Provided entries ->
□ □ □ □

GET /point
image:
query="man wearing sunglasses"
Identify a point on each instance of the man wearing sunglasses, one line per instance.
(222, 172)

□ □ □ □

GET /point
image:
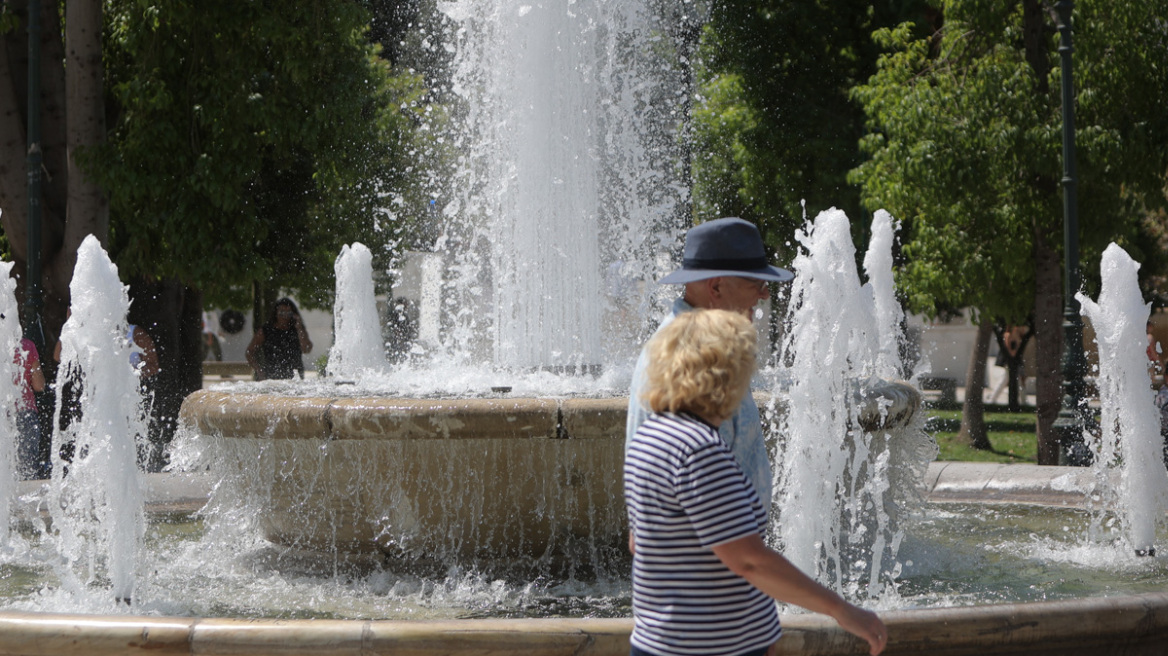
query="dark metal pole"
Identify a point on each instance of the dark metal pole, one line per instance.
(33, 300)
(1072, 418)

□ □ □ □

Gather every line of the records above that contains the string "point", matching case exactly.

Task answer ->
GET /point
Identify a point on each instance of the man wearing sunglasses, one line per instance.
GET /point
Identify a point on each instance of the dark metal pole, one line per instance.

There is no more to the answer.